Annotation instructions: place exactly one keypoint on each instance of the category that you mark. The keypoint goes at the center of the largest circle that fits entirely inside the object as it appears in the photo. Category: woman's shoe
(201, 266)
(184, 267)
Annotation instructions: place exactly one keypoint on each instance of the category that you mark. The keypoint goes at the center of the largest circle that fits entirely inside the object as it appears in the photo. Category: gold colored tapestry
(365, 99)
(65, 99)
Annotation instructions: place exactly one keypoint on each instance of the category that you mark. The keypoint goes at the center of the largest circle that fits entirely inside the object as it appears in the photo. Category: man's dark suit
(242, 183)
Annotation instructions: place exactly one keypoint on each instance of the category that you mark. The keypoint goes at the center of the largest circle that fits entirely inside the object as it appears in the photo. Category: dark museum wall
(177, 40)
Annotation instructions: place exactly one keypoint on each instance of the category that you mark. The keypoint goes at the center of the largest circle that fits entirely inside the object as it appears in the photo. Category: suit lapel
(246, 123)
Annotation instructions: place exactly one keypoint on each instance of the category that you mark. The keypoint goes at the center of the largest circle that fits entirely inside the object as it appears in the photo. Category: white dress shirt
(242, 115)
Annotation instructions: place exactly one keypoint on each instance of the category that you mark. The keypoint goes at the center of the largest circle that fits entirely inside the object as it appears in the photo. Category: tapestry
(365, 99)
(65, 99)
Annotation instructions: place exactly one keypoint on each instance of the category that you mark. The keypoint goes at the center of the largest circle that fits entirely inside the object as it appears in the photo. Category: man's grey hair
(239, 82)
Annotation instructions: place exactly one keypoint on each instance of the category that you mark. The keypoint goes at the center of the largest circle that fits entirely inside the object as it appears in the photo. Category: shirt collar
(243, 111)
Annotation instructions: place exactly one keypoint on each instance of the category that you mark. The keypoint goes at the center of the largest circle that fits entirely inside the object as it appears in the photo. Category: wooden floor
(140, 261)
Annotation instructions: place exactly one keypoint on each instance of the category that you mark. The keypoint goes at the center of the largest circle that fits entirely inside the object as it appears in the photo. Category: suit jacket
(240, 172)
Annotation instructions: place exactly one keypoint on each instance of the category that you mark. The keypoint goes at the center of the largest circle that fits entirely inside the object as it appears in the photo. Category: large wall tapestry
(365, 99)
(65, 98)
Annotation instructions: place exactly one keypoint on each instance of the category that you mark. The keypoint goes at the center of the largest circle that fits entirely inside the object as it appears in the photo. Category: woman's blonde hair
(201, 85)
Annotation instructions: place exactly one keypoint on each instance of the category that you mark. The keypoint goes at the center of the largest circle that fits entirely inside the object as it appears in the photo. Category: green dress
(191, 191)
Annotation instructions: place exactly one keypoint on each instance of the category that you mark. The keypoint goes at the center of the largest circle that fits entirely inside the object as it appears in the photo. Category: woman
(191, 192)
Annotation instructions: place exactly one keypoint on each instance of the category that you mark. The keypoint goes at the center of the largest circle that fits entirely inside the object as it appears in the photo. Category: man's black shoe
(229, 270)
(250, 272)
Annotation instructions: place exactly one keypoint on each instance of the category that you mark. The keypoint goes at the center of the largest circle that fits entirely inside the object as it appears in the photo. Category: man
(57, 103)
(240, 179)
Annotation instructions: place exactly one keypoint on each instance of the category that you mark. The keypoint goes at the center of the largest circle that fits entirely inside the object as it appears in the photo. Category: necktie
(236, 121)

= = =

• **WORK INSTRUCTIONS**
Without skipping a line, print the listing once more exactly.

• **WRITTEN ANSWER**
Annotation instructions: place exactly one keypoint on each instance of the category that you mark. The keypoint goes at the center of the largest circle that fits entirely inside the object as it appears in the photo. Category: woman's shoe
(201, 266)
(184, 267)
Annotation instructions: place exactly one keypoint on each instance of the category that you mark. The keypoint goes at the center of the largest circle that fits entirely inside the object as it appears in the photo. Category: gold colored tapestry
(365, 99)
(65, 99)
Annotation instructions: place exactly one keypoint on each instance of the category that you mark. The keypoint goes at the center of the largest circle that fits entirely inside the object as it appears in the photo. Category: man's dark suit
(242, 183)
Annotation instructions: place exactly one keypoint on each instance of the category that you mark. The keypoint goes at the center of the largest circle that fits entirely inside the object as it appears in the photo. Category: dark museum wall
(177, 40)
Annotation instructions: place exactly one keypoint on each instance of the category that you mark. The keypoint goes at the center of the largest circle that fits entirely inside the object as it appears in the photo. Category: suit lapel
(246, 123)
Annotation instructions: place exactly one keypoint on each instance of the category that you mark. The keypoint goes at the center of the largest circle that fits entirely inside the object as it appears in the photo. Category: white dress shirt
(242, 115)
Annotation instructions: place exactly one keypoint on each instance of the category that you mark. The keypoint goes at the center of the largest circle that fits entirely inside the object as it appears in the photo. Category: tapestry
(365, 99)
(65, 99)
Annotation instructions: place exactly one keypoint on each instance of the category that you mark. The keypoint goes at the center of the largest circle that fits entirely inside the object as it appears in the photo. Category: man's grey hair
(239, 82)
Annotation instructions: place exactly one keypoint on each instance of the category that you mark. The keypoint goes at the center of the largest circle that fits entirely inside the object as it appears in the photo. Category: shirt collar
(243, 111)
Annotation instructions: place exactly one keypoint on each instance of the category that you mark. The keypoint goes at the center of the largest circle that fits entirely inside the object as it appears in the photo. Category: wooden floor
(140, 261)
Annotation instructions: place exactly one keypoint on each instance of the category that you mark. The keypoint goes at the center of the largest circle that fits entirely inside the object as it appears in the photo. Category: suit jacket
(240, 172)
Annotation instructions: place exactly one keypoint on each instance of the category that you mark. The keypoint goes at the center of the largest circle that fits entirely inside the object as it appears in the photo. Category: large wall tapestry
(365, 99)
(65, 98)
Annotation instructions: place exactly one keypoint on each instance of the category that you mark. The keypoint goes at the center of the largest circle that fits entirely inside the object as it appears in the photo. Category: woman's blonde hair
(201, 85)
Annotation instructions: place exactly one keypoint on each instance of the category that you mark. The keypoint goes at the center of the largest circle that fits entirely inside the object as it appears in the photo. Category: green dress
(191, 191)
Annotation instructions: place exactly one keypoint on each instance of the category that you mark. The keypoint goes at the center of the largest circle that fits entirely inside the object as it appears in the photo. Category: woman
(191, 192)
Annotation instructions: place exactly one keypoint on each instance of the category that you mark. The keypoint goes at the center of the largest circle that fits entirely inside the object as it appears in the photo. Category: man's black shoe
(229, 270)
(250, 272)
Annotation instructions: place exactly one keypoint on each instance of the category that you mark. The keypoint goes at the center of the largest circle that fits entirely inside the object as it appears in the photo. Category: man
(57, 103)
(240, 179)
Annotation instructions: place exactly one keypoint on each instance of the category that you mark. The keypoint goes at the center of the largest circle that fits entirely inside the object as it appears in the photo. Category: necktie
(236, 121)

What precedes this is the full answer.